───── Document text
Experience how the immune system works for yourself!
Body Battles is a perfect example of the synergy between education and entertainment. The over-the-top interactive exhibit at Nashville’s Adventure Science Center, with its dark ride-style interactive technology and animatronics is, by any measure, a hit. The theme of the game is the battle between our bodies and the illnesses and infections that attack them. Two groups—the pathogen team and the lymphocyte team—compete for dominance, like the good guys and the bad guys in a dark ride.
A far cry from the dry, static museum exhibits of old, Body Battles was described by The Tennessean as “outrageously interactive” and was greeted with squeals of delight and screams of excitement from children (and some adults) who attended the unveiling in 2004. Sally adapted the same technologies developed for their interactive dark rides into this museum project. The black light game features laser guns, scoring consoles, cartoon-style characters and lots of bells and whistles. Body Battles is a funky, colorful, barrel of fun and, yes, educational.
──────────
───── Provided data
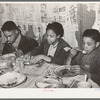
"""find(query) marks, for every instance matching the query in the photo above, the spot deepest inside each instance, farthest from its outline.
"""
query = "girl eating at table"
(87, 62)
(52, 48)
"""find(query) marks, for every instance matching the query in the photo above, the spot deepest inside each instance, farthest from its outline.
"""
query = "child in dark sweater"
(52, 48)
(88, 63)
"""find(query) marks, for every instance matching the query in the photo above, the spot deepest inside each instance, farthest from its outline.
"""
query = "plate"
(64, 71)
(5, 70)
(11, 79)
(8, 56)
(43, 82)
(5, 64)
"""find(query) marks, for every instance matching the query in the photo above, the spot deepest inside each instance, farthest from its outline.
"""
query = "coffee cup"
(84, 84)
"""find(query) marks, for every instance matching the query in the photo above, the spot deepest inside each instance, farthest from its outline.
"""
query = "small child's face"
(89, 44)
(51, 36)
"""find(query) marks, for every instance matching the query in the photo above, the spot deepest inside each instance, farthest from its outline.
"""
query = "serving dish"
(63, 71)
(11, 79)
(44, 82)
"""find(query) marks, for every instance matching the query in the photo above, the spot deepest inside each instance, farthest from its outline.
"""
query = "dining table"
(33, 72)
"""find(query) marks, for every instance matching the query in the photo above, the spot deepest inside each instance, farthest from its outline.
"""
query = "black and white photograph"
(50, 47)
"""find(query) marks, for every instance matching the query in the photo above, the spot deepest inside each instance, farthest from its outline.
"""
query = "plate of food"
(64, 71)
(5, 64)
(5, 70)
(43, 82)
(11, 79)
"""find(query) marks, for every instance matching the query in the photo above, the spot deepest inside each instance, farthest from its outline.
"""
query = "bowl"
(44, 82)
(57, 85)
(84, 84)
(5, 64)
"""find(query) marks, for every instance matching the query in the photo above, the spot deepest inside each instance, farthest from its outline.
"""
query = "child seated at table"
(88, 63)
(52, 48)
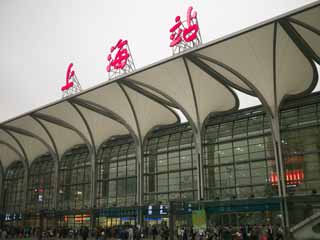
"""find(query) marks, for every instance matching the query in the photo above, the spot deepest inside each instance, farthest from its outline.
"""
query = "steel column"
(276, 139)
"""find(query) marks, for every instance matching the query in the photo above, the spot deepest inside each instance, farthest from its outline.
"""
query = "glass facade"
(238, 156)
(116, 173)
(41, 184)
(170, 166)
(13, 188)
(300, 133)
(240, 177)
(75, 179)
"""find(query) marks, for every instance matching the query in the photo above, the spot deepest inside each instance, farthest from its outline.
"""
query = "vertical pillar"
(25, 187)
(2, 210)
(140, 185)
(198, 142)
(276, 139)
(93, 188)
(56, 183)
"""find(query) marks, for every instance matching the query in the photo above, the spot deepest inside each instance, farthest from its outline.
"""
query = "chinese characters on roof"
(119, 60)
(72, 85)
(185, 34)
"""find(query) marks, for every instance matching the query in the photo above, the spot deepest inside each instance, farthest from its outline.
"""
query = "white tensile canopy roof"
(271, 61)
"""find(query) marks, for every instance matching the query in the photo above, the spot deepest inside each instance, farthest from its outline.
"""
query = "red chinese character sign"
(185, 34)
(120, 59)
(72, 85)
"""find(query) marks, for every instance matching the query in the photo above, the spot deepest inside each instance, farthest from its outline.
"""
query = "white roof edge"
(162, 61)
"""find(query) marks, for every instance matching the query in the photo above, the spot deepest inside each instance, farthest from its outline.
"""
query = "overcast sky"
(39, 38)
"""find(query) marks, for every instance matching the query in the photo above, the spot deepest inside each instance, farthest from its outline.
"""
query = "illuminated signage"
(72, 84)
(69, 76)
(149, 210)
(119, 59)
(292, 177)
(185, 34)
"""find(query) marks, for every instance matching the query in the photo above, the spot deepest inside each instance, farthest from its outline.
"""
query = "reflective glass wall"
(170, 165)
(116, 173)
(300, 133)
(74, 179)
(13, 191)
(41, 183)
(238, 156)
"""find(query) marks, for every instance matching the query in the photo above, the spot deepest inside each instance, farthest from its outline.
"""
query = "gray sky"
(39, 38)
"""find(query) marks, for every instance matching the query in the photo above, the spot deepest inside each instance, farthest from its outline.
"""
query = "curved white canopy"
(272, 61)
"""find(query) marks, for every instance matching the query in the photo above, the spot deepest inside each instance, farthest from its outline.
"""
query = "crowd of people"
(246, 232)
(154, 232)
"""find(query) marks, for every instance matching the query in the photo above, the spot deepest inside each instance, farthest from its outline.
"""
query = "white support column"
(140, 185)
(276, 138)
(93, 188)
(200, 180)
(25, 187)
(56, 184)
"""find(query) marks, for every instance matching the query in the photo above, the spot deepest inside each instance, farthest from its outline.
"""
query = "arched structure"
(273, 61)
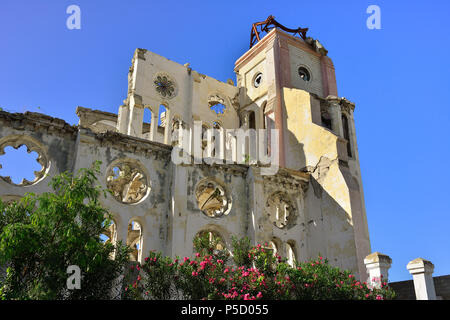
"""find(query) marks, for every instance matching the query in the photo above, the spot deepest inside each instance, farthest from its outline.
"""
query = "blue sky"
(397, 76)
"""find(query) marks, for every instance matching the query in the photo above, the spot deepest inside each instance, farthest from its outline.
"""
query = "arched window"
(218, 108)
(162, 113)
(252, 120)
(290, 253)
(110, 235)
(146, 125)
(214, 239)
(134, 240)
(347, 134)
(275, 244)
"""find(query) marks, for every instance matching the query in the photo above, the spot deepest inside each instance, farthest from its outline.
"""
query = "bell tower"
(287, 79)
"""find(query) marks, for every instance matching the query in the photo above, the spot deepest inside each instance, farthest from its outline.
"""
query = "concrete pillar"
(336, 115)
(136, 116)
(154, 125)
(377, 265)
(122, 122)
(167, 127)
(422, 272)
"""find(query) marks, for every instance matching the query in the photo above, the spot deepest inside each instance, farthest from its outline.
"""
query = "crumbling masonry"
(314, 204)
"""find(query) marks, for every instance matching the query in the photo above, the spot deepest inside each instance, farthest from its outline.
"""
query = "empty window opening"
(110, 235)
(218, 108)
(252, 120)
(304, 74)
(147, 120)
(215, 240)
(290, 253)
(347, 134)
(19, 164)
(257, 80)
(162, 116)
(134, 240)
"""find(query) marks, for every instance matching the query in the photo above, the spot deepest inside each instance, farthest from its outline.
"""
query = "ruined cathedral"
(313, 204)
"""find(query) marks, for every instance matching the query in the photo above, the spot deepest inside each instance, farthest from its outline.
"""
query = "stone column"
(334, 109)
(422, 271)
(154, 125)
(136, 116)
(122, 122)
(377, 265)
(167, 125)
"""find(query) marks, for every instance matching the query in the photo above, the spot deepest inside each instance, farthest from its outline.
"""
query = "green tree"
(41, 235)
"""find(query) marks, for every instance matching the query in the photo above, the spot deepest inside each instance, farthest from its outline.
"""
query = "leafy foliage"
(41, 235)
(258, 274)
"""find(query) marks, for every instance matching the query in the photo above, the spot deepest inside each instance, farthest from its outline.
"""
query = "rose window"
(212, 199)
(280, 209)
(164, 86)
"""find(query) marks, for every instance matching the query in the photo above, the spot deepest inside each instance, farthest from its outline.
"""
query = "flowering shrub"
(256, 274)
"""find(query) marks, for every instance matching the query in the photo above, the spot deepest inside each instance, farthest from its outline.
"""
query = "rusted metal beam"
(269, 24)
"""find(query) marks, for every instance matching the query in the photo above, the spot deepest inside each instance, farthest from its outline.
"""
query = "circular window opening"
(127, 182)
(304, 73)
(258, 80)
(212, 199)
(22, 161)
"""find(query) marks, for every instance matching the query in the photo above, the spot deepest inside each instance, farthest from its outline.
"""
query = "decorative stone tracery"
(17, 141)
(165, 86)
(212, 199)
(280, 209)
(127, 182)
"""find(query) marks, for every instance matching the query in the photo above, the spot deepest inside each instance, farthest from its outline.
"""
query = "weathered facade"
(313, 204)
──────────
_Explore the material:_
[a] In the Body Battles text, which newspaper called the exhibit "outrageously interactive"?
[b] What features does the Body Battles text list for the black light game?
[c] Reproduce word for word the part of the Body Battles text starting with "A far cry from" and going on through "and, yes, educational.".
None of the lines matter here.

_Responses per task:_
[a] The Tennessean.

[b] Laser guns, scoring consoles, cartoon-style characters, and lots of bells and whistles.

[c]
A far cry from the dry, static museum exhibits of old, Body Battles was described by The Tennessean as “outrageously interactive” and was greeted with squeals of delight and screams of excitement from children (and some adults) who attended the unveiling in 2004. Sally adapted the same technologies developed for their interactive dark rides into this museum project. The black light game features laser guns, scoring consoles, cartoon-style characters and lots of bells and whistles. Body Battles is a funky, colorful, barrel of fun and, yes, educational.